** Start **
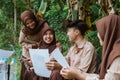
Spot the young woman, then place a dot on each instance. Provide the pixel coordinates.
(81, 56)
(109, 35)
(48, 42)
(30, 36)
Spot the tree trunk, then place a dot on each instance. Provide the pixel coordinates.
(15, 15)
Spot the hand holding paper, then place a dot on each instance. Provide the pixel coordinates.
(39, 57)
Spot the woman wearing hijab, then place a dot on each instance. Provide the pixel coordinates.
(109, 36)
(30, 36)
(48, 42)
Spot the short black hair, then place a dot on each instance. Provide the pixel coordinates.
(77, 24)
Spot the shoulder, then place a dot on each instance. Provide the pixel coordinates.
(89, 46)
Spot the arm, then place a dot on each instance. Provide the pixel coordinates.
(87, 60)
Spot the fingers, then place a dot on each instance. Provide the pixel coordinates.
(50, 65)
(64, 73)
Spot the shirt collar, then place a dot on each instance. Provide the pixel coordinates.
(81, 43)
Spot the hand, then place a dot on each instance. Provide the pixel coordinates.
(28, 62)
(52, 65)
(68, 73)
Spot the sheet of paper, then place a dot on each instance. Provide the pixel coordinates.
(39, 57)
(60, 58)
(5, 53)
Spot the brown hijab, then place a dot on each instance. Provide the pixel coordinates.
(44, 45)
(30, 15)
(109, 30)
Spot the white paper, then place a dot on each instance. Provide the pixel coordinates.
(5, 53)
(60, 58)
(39, 57)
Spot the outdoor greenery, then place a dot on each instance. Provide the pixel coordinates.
(55, 12)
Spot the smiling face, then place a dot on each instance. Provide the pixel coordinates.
(30, 23)
(48, 37)
(72, 34)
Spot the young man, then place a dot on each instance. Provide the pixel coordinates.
(81, 56)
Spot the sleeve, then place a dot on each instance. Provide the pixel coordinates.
(86, 59)
(113, 73)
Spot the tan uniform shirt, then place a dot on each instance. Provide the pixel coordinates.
(82, 57)
(27, 41)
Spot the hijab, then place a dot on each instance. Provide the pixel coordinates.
(109, 31)
(30, 15)
(44, 45)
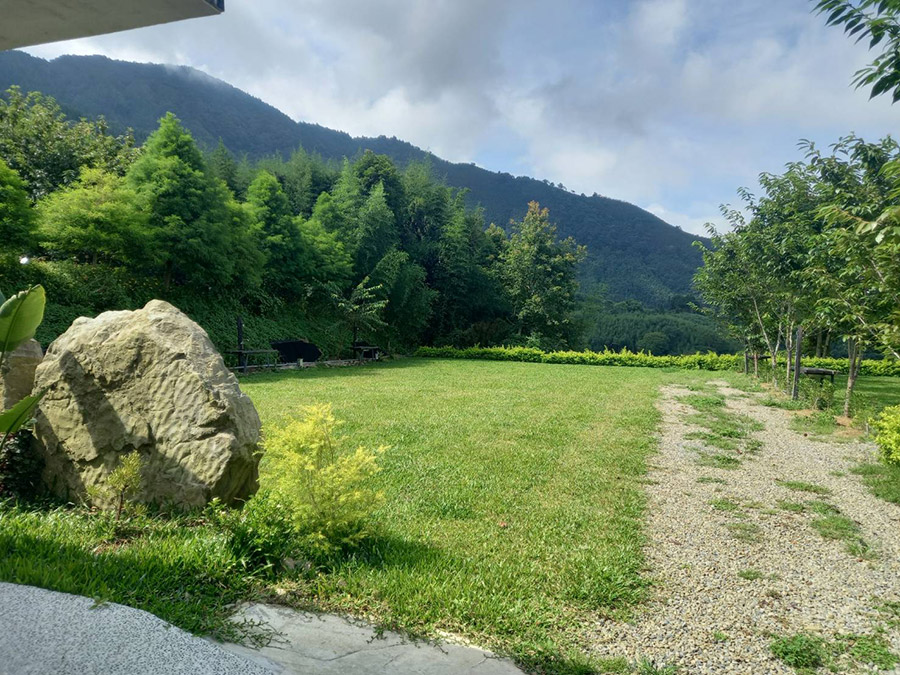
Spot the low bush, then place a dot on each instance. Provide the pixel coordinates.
(322, 484)
(20, 468)
(888, 439)
(261, 533)
(707, 361)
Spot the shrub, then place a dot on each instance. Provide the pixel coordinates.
(707, 361)
(888, 438)
(20, 468)
(322, 483)
(261, 533)
(120, 487)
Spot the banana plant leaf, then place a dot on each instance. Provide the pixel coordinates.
(20, 317)
(12, 420)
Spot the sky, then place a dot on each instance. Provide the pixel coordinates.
(669, 104)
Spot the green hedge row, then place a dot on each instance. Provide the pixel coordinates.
(708, 361)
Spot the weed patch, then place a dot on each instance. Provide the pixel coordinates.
(801, 486)
(883, 480)
(744, 531)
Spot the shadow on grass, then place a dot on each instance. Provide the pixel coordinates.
(363, 370)
(179, 579)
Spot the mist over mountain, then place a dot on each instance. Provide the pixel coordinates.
(631, 253)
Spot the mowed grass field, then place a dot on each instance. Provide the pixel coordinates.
(513, 502)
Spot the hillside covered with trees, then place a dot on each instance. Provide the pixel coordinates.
(631, 254)
(299, 248)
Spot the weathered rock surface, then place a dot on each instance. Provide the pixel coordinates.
(17, 374)
(148, 380)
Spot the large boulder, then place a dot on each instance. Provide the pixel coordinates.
(148, 380)
(17, 373)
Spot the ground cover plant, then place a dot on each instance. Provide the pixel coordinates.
(807, 653)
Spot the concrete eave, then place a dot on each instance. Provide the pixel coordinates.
(24, 23)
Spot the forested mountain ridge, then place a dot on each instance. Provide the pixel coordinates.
(631, 252)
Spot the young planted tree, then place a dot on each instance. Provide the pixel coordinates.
(48, 151)
(361, 310)
(197, 240)
(878, 22)
(538, 271)
(16, 214)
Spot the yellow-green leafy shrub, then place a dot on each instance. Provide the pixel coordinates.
(888, 438)
(708, 361)
(322, 483)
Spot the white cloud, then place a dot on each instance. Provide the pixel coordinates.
(669, 103)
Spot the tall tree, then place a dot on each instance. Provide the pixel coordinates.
(223, 166)
(539, 274)
(196, 239)
(877, 21)
(279, 235)
(95, 219)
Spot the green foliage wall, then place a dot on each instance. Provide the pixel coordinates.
(708, 361)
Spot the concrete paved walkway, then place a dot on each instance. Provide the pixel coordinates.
(326, 644)
(47, 632)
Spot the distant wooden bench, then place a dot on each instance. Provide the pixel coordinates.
(367, 352)
(821, 373)
(268, 356)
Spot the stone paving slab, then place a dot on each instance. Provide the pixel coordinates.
(45, 632)
(327, 644)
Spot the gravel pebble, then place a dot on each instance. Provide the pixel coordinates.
(705, 618)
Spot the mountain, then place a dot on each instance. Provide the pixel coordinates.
(631, 252)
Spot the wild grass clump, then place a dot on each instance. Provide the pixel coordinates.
(888, 438)
(882, 479)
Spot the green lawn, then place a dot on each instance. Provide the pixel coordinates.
(512, 516)
(513, 504)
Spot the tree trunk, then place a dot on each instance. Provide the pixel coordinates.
(788, 356)
(798, 351)
(853, 349)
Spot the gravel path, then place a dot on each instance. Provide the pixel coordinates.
(704, 617)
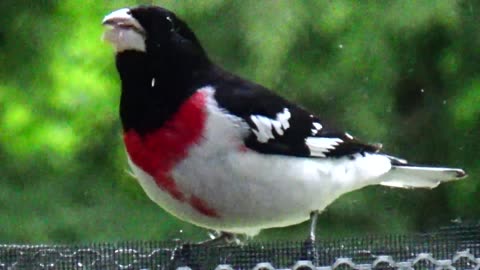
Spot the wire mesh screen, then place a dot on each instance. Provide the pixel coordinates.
(456, 247)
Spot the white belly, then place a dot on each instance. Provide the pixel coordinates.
(252, 191)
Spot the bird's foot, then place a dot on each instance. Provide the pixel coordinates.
(309, 249)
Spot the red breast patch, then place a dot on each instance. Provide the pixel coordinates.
(158, 152)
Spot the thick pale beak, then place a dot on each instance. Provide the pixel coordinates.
(122, 18)
(123, 31)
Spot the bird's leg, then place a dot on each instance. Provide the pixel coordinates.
(183, 251)
(313, 225)
(309, 249)
(222, 238)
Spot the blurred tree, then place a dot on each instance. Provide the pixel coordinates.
(405, 73)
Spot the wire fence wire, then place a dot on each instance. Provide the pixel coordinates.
(455, 247)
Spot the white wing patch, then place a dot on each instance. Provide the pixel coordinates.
(319, 146)
(316, 128)
(266, 125)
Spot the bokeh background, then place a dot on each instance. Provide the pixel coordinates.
(404, 73)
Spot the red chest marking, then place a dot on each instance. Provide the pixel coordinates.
(158, 152)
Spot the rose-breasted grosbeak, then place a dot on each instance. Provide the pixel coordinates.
(225, 153)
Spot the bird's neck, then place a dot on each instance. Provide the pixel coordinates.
(154, 87)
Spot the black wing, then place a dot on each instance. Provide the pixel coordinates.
(278, 126)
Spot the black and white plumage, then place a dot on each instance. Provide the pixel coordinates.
(224, 153)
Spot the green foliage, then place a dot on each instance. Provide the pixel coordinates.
(405, 73)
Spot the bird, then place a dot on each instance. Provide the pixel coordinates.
(225, 153)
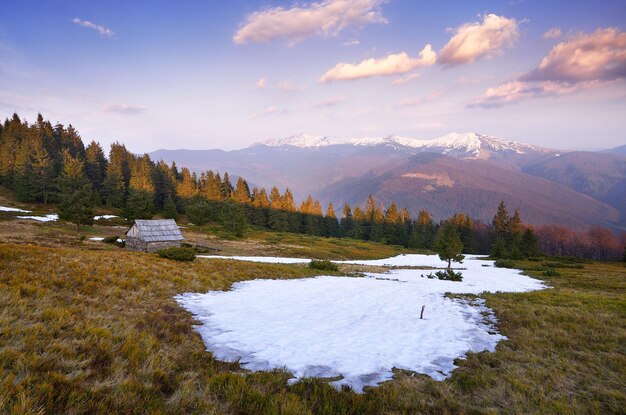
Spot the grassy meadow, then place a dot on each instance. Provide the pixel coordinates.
(87, 327)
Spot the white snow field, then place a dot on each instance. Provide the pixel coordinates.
(357, 329)
(9, 209)
(47, 218)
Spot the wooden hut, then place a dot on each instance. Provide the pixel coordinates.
(152, 235)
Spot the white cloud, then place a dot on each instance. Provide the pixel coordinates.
(405, 79)
(331, 102)
(124, 109)
(599, 56)
(553, 33)
(585, 61)
(473, 41)
(104, 31)
(324, 18)
(290, 86)
(261, 84)
(353, 42)
(517, 91)
(394, 64)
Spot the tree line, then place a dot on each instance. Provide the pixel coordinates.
(49, 163)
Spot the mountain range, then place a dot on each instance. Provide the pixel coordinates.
(467, 172)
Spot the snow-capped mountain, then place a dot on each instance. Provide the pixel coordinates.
(471, 145)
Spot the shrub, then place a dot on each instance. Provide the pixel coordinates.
(177, 254)
(445, 275)
(449, 275)
(504, 263)
(323, 265)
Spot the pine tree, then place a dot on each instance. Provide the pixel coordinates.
(347, 222)
(529, 243)
(331, 224)
(95, 166)
(227, 187)
(242, 192)
(76, 193)
(500, 224)
(233, 218)
(139, 204)
(422, 234)
(188, 187)
(448, 244)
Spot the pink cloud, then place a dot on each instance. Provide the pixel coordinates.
(473, 41)
(585, 61)
(394, 64)
(553, 33)
(599, 56)
(325, 18)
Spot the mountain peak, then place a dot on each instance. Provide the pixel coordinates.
(472, 145)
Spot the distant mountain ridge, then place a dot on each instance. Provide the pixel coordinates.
(576, 189)
(470, 144)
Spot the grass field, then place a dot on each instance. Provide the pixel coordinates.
(97, 331)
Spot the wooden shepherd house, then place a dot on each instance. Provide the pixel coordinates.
(152, 235)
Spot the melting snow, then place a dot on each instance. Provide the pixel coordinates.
(48, 218)
(355, 328)
(104, 217)
(8, 209)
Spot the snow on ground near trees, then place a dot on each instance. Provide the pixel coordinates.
(48, 218)
(9, 209)
(104, 217)
(356, 328)
(266, 259)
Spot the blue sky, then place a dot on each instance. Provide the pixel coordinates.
(197, 74)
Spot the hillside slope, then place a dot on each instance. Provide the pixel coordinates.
(444, 186)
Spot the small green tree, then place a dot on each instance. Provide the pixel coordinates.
(76, 194)
(448, 244)
(233, 218)
(200, 211)
(169, 209)
(529, 243)
(139, 205)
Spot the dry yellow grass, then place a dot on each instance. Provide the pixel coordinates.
(85, 331)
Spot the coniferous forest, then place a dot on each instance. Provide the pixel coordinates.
(48, 163)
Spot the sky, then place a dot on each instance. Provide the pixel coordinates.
(227, 74)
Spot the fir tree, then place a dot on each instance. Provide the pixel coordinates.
(76, 193)
(233, 218)
(95, 166)
(448, 244)
(139, 204)
(331, 224)
(347, 222)
(529, 243)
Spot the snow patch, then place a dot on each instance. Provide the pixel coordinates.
(9, 209)
(356, 328)
(469, 144)
(48, 218)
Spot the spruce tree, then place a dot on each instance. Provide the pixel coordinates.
(331, 224)
(347, 222)
(95, 166)
(500, 224)
(448, 244)
(76, 193)
(233, 218)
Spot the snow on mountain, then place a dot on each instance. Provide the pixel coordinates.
(469, 144)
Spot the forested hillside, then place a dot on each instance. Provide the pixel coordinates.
(48, 163)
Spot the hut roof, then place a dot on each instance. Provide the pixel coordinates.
(158, 230)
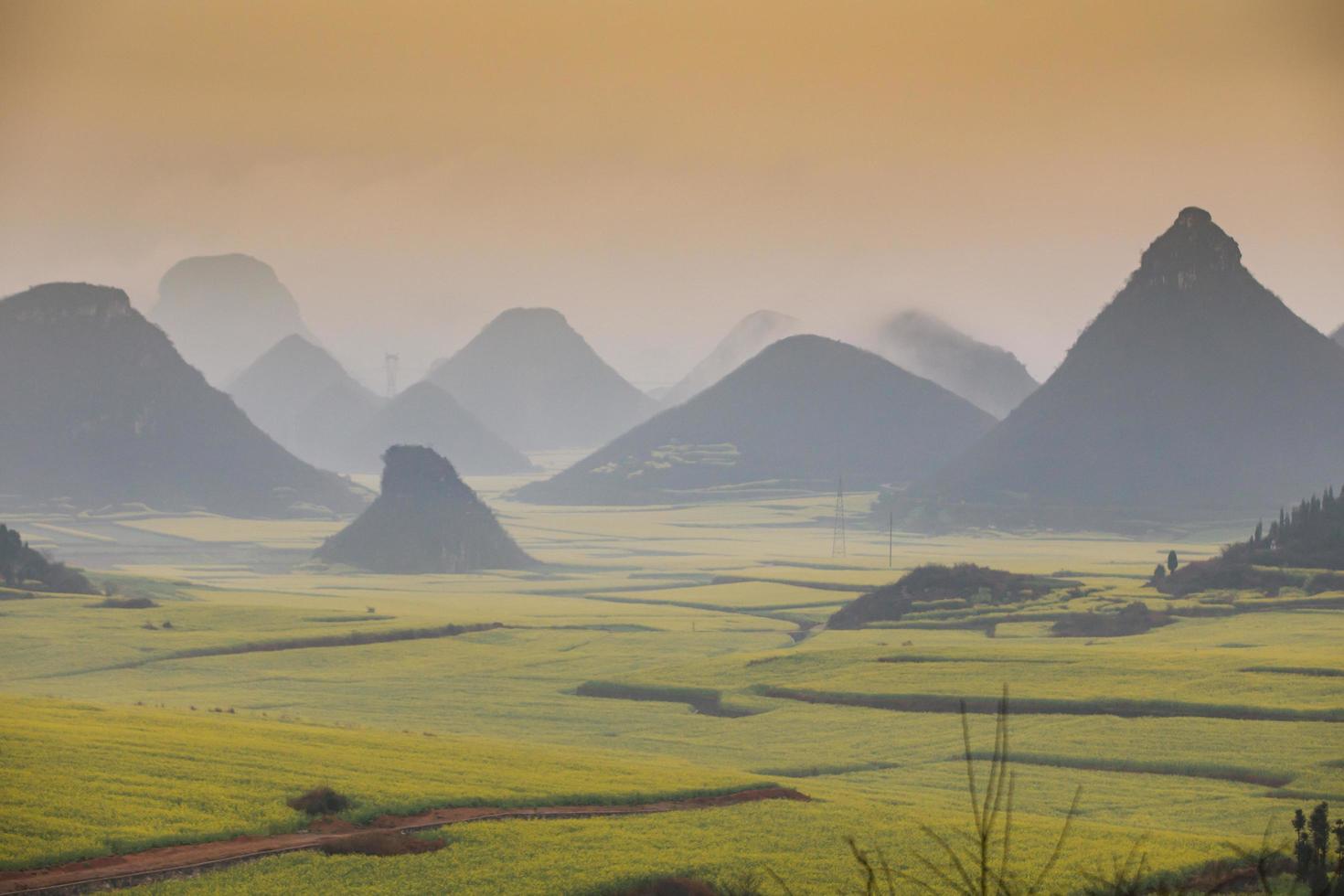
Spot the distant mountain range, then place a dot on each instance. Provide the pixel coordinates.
(801, 414)
(1195, 392)
(989, 378)
(538, 384)
(100, 409)
(280, 391)
(225, 311)
(742, 343)
(428, 415)
(305, 400)
(425, 520)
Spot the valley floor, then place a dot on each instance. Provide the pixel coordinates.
(195, 719)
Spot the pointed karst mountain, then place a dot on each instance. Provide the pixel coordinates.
(303, 398)
(1195, 391)
(538, 384)
(800, 414)
(428, 415)
(100, 409)
(743, 341)
(425, 520)
(225, 311)
(989, 378)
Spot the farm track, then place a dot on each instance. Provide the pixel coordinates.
(176, 861)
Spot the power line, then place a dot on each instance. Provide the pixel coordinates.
(837, 541)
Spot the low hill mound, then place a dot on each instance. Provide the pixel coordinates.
(963, 584)
(1195, 395)
(225, 311)
(803, 412)
(100, 409)
(538, 384)
(988, 377)
(743, 341)
(1310, 536)
(425, 520)
(428, 415)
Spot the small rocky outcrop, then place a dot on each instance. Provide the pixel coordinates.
(425, 520)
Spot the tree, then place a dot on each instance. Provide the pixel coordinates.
(1312, 850)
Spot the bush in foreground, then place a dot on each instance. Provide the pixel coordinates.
(319, 801)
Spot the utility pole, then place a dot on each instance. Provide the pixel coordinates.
(837, 543)
(390, 364)
(891, 535)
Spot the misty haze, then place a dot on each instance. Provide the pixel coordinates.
(694, 449)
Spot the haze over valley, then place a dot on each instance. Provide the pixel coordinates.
(695, 449)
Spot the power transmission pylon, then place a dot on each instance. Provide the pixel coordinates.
(390, 364)
(837, 544)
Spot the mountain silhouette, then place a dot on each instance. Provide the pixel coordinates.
(800, 414)
(538, 384)
(304, 400)
(743, 341)
(428, 415)
(225, 311)
(425, 520)
(101, 410)
(1195, 391)
(989, 378)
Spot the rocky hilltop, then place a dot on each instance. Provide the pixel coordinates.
(428, 415)
(1195, 394)
(425, 520)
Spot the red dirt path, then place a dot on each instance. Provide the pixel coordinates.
(168, 861)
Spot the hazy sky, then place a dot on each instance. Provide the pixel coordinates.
(659, 168)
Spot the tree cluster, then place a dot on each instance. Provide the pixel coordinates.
(1309, 535)
(1320, 864)
(20, 564)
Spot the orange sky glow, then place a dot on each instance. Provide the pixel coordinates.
(657, 169)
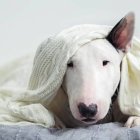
** End **
--- REQUIRED WORK ---
Count the lines of the data above that contain the string "ridge", treating uppercase and lowercase as different, and reply with only that number.

--- EXERCISE RESPONSE ---
2